• The input:
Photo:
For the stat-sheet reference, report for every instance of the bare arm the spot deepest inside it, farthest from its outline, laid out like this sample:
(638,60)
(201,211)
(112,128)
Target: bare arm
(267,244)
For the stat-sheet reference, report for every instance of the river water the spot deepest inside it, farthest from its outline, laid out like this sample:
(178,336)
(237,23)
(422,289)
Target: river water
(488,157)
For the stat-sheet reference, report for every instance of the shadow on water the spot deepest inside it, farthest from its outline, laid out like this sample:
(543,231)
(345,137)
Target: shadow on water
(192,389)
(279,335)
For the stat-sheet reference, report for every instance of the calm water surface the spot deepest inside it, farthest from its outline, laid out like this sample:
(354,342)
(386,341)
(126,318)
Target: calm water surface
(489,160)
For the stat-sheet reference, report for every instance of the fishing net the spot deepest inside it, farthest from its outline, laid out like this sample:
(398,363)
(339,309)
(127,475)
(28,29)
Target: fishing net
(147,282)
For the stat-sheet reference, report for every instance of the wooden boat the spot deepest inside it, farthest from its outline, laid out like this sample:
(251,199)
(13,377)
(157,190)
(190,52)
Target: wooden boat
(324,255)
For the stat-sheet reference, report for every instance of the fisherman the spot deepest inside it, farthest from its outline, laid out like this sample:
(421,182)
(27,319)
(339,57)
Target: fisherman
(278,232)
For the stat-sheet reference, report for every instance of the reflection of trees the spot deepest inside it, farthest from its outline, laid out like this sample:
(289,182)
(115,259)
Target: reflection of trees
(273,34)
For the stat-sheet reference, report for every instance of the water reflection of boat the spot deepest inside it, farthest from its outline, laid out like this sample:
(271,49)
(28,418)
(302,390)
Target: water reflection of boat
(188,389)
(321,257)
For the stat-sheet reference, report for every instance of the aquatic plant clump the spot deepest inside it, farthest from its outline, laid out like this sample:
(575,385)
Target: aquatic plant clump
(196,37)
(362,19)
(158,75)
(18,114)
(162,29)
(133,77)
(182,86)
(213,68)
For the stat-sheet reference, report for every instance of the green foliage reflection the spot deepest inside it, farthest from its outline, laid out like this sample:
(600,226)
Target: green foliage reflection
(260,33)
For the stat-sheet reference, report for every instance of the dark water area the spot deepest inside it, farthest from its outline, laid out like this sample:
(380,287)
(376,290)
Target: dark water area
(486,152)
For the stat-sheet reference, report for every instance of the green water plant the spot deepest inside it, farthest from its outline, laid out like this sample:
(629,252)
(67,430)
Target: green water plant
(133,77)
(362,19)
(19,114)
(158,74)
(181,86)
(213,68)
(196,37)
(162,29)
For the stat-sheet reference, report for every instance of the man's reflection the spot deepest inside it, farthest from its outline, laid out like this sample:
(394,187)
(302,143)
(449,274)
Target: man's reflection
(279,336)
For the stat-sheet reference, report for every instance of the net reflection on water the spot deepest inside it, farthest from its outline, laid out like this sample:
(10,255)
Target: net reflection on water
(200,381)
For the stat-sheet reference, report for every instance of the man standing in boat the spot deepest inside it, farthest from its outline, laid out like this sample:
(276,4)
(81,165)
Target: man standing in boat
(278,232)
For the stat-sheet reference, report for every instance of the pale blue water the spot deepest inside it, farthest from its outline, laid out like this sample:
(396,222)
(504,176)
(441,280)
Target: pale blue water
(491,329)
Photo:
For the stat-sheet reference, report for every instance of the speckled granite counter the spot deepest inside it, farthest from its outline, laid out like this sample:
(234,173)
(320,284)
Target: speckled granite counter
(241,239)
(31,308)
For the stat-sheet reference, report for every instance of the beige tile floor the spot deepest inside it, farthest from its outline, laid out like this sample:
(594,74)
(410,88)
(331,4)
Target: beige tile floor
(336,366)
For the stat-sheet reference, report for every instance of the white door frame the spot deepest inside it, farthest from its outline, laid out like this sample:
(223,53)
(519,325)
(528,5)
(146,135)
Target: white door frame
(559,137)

• Problem: Print all of the entries again, exactly as written.

• Task result:
Photo:
For the stat-sheet reference, report for every instance of the bare arm the spot deepest inside it, farthest from its outline, laid out like this sample:
(638,60)
(201,211)
(112,128)
Target: bare arm
(267,244)
For the stat-sheet reference, report for every instance of the river water the spot deepest inside it, farthest from its outline, laid out like this sample:
(178,336)
(237,23)
(422,289)
Target: river water
(488,157)
For the stat-sheet reference, report for every instance of the shadow on water the spot deepest inside it, farthest from its outline, laid out like this sample:
(543,231)
(345,137)
Target: shadow on water
(192,389)
(279,335)
For the stat-sheet reference, report for every instance of the calm water surface the spot deepest inside it, farthest from its outline, laid out like this sample:
(354,342)
(386,341)
(126,318)
Target: calm water surface
(489,160)
For the stat-sheet reference, report for every instance of the fishing net the spot deepest inside it, farthest from its outline, laid out like this sample:
(398,363)
(339,309)
(127,475)
(28,29)
Target: fishing net
(147,282)
For the stat-sheet reference, report for every instance of the wooden boat the spot deepest inside it, farthest from its outline, laid out like this sample:
(251,199)
(13,377)
(157,190)
(190,52)
Target: wooden boat
(324,255)
For the stat-sheet reference, report for every instance of the fisherman the spot deepest inside it, farthest from its outline, laid out like this sample:
(421,182)
(27,319)
(339,57)
Target: fisherman
(278,232)
For the stat-sheet reference, report for every instance of the reflection of trees the spot deepest inside it, farthest from its outline, laid out like this sample:
(289,182)
(115,259)
Target: reflection of trees
(273,34)
For the stat-sheet reference, report for every instance of the water reflection of boat the spot deepest inside it, farthest from its outline, laid out like this sample:
(271,49)
(28,418)
(302,390)
Target: water reflection of boat
(188,389)
(321,257)
For the stat-sheet reference, report for every instance of the aquatic plant clump the spot deepest inside it, farthest from its outline, laid out like this sample:
(575,385)
Target: aquatic plant clump
(196,37)
(362,19)
(158,75)
(18,114)
(162,29)
(133,77)
(182,86)
(213,68)
For the stat-sheet reference, report for every instance of the green foliage reflection the spot deepest inside it, farthest from its outline, laid out like this sample:
(600,226)
Target: green foliage reflection
(260,33)
For the stat-sheet reference, report for every instance of the dark water area the spot deepest inside it, farthest from its outline, laid out like this sample:
(380,287)
(376,290)
Target: dark water area
(486,152)
For the stat-sheet reference, report for every instance of the green water plant the spot deepest inside it, farthest from its outline, laid out like this sample:
(629,252)
(67,430)
Target: green water plant
(133,77)
(362,19)
(19,114)
(158,74)
(181,86)
(213,68)
(196,37)
(162,29)
For the stat-sheet reference, report for every instance of the man's reflection the spot deepest inside it, farthest from its outline, laid out like this sample:
(394,187)
(302,143)
(449,274)
Target: man's reflection
(279,336)
For the stat-sheet reference, report for every instance of the net reflection on water the spot deepest inside it, farthest from its outline, laid out like this sample:
(10,255)
Target: net reflection on water
(200,381)
For the stat-sheet reference, report for every instance of the man standing in boat the spot deepest inside it, farthest from its outline, laid out like this sample:
(276,4)
(81,165)
Target: man standing in boat
(278,232)
For the stat-sheet reference, report for every instance of the pale blue water the spot deepest inside it, farthest from its outline, laid out like this sample:
(396,222)
(504,176)
(441,280)
Target: pale blue water
(491,329)
Photo:
For the stat-sheet reference, report for every instance of the speckled granite counter the spot deepest inside it, farthest from its outline, laid out like this sample:
(234,173)
(320,284)
Target: speckled granite counter
(241,239)
(31,308)
For the stat-sheet reference, report for every instance of the beige tile floor the spot deepest inside it, farthest from its outline, laid out like this sample:
(594,74)
(410,88)
(331,4)
Target: beige tile floor
(336,366)
For the stat-sheet reference, report for every instance of the white door frame the spot deepest inside it, farthest from its outline, laid out like this sample:
(223,53)
(519,325)
(528,5)
(146,135)
Target: white door frame
(559,137)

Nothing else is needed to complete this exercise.